(Referring expression data)
────

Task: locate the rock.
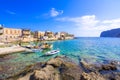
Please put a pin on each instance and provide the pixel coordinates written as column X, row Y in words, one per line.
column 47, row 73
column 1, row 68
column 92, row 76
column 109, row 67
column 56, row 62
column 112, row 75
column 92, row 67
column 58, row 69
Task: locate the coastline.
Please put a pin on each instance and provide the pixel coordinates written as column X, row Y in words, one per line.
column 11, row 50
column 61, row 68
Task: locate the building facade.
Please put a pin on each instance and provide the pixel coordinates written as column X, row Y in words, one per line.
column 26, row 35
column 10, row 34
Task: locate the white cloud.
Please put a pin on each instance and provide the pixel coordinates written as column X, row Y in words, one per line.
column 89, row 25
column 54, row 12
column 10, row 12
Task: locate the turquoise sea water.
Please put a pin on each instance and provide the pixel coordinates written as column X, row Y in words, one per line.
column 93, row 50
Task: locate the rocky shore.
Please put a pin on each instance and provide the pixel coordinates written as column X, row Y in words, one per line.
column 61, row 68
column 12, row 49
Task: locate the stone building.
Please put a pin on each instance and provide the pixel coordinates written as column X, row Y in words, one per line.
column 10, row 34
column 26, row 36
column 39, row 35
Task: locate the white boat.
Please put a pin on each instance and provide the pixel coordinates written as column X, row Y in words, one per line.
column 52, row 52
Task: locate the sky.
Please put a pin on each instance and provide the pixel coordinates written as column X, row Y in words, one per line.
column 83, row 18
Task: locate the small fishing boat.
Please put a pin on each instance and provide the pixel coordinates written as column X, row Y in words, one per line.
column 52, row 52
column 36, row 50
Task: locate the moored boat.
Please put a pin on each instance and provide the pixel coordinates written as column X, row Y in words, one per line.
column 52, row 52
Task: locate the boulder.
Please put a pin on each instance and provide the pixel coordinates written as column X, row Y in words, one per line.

────

Aim of the task:
Your answer should consist of each line above in which "boat" appears.

Exercise answer:
Task: locate the white boat.
Task: locate the small fishing boat.
Task: locate the moored boat.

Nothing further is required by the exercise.